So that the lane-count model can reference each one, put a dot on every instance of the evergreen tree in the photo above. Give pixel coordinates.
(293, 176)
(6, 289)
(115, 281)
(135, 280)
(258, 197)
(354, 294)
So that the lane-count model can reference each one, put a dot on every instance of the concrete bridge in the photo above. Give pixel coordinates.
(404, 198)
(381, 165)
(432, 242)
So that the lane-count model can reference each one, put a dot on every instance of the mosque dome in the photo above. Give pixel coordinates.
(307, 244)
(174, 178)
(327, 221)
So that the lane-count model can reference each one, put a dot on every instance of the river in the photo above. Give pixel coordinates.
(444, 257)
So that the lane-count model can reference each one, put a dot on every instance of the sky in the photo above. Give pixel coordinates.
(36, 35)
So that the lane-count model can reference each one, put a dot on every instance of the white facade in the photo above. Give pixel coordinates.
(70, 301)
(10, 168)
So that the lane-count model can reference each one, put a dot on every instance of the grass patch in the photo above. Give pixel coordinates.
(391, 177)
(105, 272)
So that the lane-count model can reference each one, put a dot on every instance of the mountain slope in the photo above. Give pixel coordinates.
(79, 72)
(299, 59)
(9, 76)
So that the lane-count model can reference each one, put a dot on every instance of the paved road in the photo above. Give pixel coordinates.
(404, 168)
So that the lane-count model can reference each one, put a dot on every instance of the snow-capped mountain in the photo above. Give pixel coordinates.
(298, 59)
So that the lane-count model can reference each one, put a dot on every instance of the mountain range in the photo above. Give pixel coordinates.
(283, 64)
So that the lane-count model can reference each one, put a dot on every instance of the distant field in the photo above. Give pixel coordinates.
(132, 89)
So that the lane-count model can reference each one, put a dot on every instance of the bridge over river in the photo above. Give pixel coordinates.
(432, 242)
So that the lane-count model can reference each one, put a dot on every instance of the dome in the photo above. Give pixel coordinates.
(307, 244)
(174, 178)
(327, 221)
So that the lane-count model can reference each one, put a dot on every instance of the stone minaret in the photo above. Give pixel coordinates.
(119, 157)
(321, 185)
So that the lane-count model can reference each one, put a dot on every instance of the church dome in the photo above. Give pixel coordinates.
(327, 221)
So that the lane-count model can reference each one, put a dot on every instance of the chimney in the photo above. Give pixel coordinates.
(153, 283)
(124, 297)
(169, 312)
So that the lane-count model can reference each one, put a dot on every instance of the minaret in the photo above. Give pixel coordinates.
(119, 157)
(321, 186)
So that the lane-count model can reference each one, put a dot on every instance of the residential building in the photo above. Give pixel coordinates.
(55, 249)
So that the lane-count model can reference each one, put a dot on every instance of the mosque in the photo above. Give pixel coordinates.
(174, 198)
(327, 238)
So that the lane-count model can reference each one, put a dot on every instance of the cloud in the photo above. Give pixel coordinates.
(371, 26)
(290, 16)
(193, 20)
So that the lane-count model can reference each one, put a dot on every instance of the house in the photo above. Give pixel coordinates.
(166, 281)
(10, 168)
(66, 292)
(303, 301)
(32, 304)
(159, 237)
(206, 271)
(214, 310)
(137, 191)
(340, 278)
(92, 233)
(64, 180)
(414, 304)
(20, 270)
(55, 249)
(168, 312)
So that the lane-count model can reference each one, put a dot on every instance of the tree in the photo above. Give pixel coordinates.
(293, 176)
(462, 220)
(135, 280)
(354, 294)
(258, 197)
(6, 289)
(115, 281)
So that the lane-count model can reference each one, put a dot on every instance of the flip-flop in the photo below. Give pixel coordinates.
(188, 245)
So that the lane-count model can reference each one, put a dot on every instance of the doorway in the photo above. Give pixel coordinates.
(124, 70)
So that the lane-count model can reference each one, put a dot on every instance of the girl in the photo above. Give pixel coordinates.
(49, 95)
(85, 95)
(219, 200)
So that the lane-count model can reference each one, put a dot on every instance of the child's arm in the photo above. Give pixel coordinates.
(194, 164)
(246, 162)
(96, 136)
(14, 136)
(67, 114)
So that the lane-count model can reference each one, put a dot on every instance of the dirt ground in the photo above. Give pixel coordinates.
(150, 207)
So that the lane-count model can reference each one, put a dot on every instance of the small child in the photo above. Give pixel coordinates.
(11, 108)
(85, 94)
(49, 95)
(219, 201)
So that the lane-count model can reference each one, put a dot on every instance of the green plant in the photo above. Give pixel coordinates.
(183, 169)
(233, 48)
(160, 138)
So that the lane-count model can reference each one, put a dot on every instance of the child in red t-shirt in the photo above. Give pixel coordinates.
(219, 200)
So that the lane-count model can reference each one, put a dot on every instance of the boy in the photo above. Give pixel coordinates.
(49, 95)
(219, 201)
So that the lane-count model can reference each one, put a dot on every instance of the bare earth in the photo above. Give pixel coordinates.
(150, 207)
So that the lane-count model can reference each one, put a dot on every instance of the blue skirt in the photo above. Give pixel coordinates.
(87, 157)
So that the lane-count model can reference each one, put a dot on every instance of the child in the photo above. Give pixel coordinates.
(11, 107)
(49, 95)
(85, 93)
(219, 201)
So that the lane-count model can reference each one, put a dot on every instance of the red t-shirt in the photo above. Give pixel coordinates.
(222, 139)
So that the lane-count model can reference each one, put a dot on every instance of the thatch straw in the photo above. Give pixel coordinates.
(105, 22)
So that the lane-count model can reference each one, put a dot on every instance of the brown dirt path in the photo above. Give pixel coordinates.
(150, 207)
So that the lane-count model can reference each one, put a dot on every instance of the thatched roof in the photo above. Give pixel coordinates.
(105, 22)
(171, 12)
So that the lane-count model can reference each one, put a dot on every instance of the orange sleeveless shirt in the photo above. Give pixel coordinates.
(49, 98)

++++++++

▸ **DESCRIPTION OF THE TASK**: Without altering a single word, set down all the entries again.

▸ **REPLY**:
So that the lane-count model can reference each one, put a dot on every instance of the evergreen tree in the photo above. Give pixel coordinates.
(293, 176)
(6, 289)
(115, 281)
(135, 280)
(258, 197)
(354, 294)
So that the lane-count model can reference each one, put a dot on every instance of the concrete bridge in the photo above. Give pixel coordinates.
(404, 198)
(381, 165)
(432, 242)
So that the lane-count model can reference each one, put a dot on every instance of the mosque dome in the photo above. Give pixel coordinates.
(307, 244)
(174, 178)
(327, 221)
So that the lane-count model can reference each one, put a dot on every instance of the river in the photo above. Give pixel coordinates.
(444, 257)
So that the lane-count model can reference each one, put a dot on every instance of the sky in the photo above. Give pixel coordinates.
(36, 35)
So that the lane-count model can reference each one, put a dot on every instance of the white facade in the photo above. Give pixel coordinates.
(70, 301)
(10, 168)
So that the lane-count model can reference each one, put a dot on every instance of the grass patch in the photo above. Give pixel coordinates.
(391, 177)
(105, 272)
So that the lane-count model can reference each one, put a dot on every instance of the mountain slope in the photo above. Give pixel coordinates.
(79, 72)
(299, 59)
(9, 76)
So that the lane-count model can reference each one, put a dot on every instance of the paved road in the photo above. Give pixel coordinates.
(404, 168)
So that the lane-count model can reference each one, put a dot on every instance of the snow-capped mountain in the photo above. Give pixel coordinates.
(298, 59)
So that the lane-count model can reference each one, put a dot on every instance of the mountain range in the photo above. Give pixel coordinates.
(283, 64)
So that the lane-count model can reference each one, put a dot on every instance of the distant field in the photo above. Give pixel coordinates.
(132, 89)
So that the lane-count model can reference each one, put a dot on every instance of the bridge over river in the photo above. Give pixel coordinates.
(432, 242)
So that the lane-count model can reference each one, put a dot on every instance of the dome in the photo above. Give pixel coordinates.
(307, 244)
(174, 178)
(327, 221)
So that the lane-count model can reference each one, put a dot on every instance of the stone minaret in the photo above. Give pixel coordinates.
(119, 157)
(321, 185)
So that the lane-count model can reference each one, put a dot on every instance of the church dome in the photo above. Give pixel coordinates.
(327, 221)
So that the lane-count model can reference each one, put a dot on every instance of the chimney in the photo above. Give pixel coordinates.
(153, 283)
(124, 297)
(169, 312)
So that the lane-count model can reference each one, put a dot on every instance of the minaret in the photo above. Give pixel coordinates.
(119, 157)
(321, 186)
So that the lane-count model can reference each one, put a dot on every instance of the residential building in the photo above. Give pixel coordinates.
(55, 249)
So that the lane-count model can reference each one, put a dot on every instance of the mosque in the photo above. Give pixel coordinates.
(174, 198)
(327, 238)
So that the lane-count model can reference each one, put a dot on every instance of the cloud in the photo above. Give pixel coordinates.
(371, 26)
(290, 16)
(193, 20)
So that the lane-count model can reference each one, put a dot on every instance of the house in the photo above. Give pixel coordinates.
(166, 281)
(10, 168)
(66, 292)
(303, 301)
(32, 304)
(159, 237)
(206, 271)
(214, 310)
(137, 191)
(340, 278)
(92, 233)
(64, 180)
(414, 304)
(20, 270)
(55, 249)
(168, 312)
So that the lane-count model can reference each one, put a dot on every instance of the tree in the photo above. Give pixel coordinates.
(293, 176)
(462, 220)
(135, 280)
(354, 294)
(258, 197)
(6, 289)
(115, 281)
So that the lane-count model can reference each one, put a dot on every instance of the flip-flop in the photo below. Give pixel coordinates.
(188, 245)
So that the lane-count model can reference each one, put a dot on every instance of the doorway in the photo above. Give pixel coordinates.
(124, 70)
So that the lane-count model can reference each one, put a dot on every instance of the girl in the photo above. Give pixel coordinates.
(49, 95)
(85, 95)
(219, 200)
So that the lane-count model can reference each one, put a dot on every instance of the child's arm in the photo above. Give pixel coordinates.
(194, 164)
(246, 162)
(96, 136)
(14, 136)
(67, 114)
So that the lane-count model can reference each one, put a dot on every instance of the dirt ground in the photo above. Give pixel coordinates.
(150, 207)
So that the lane-count model can reference each one, put a dot on every instance of the small child in the photo above. Give pixel coordinates.
(11, 108)
(85, 94)
(49, 95)
(219, 201)
So that the lane-count model can reference each one, put a dot on every instance of the green plant in the photo above. Give pixel coordinates.
(183, 169)
(233, 48)
(160, 138)
So that the lane-count model can reference each one, put a dot on every instance of the child in red t-shirt in the photo above. Give pixel coordinates.
(219, 200)
So that the lane-count model can reference each one, put a dot on every instance of the boy in the photo above. Give pixel coordinates.
(49, 95)
(219, 201)
So that the lane-count model can reference each one, put a dot on every instance of the bare earth in the photo above. Give pixel coordinates.
(150, 207)
So that the lane-count model can reference each one, put a dot on every instance of the blue skirt in the photo above. Give pixel coordinates.
(87, 157)
So that the lane-count model can reference each one, put a dot on every instance of the child in the photo above. Give pixel coordinates.
(11, 107)
(49, 95)
(85, 93)
(219, 201)
So that the lane-count model can reference each one, put a dot on every instance of the red t-shirt in the photo above. Give pixel coordinates.
(222, 139)
So that the lane-count model can reference each one, put a dot on every instance of the thatch straw in the photo above. Give pixel coordinates.
(105, 22)
So that the lane-count model can reference each one, put a dot on every instance of the brown dirt path in the photo above. Give pixel coordinates.
(150, 207)
So that the lane-count model can reference each one, put a dot on every instance of the thatched roof in the photo above. Give pixel coordinates.
(105, 22)
(171, 12)
So that the lane-count model can reference each one, put a dot on every instance of the orange sleeveless shirt in the photo above. Give pixel coordinates.
(49, 98)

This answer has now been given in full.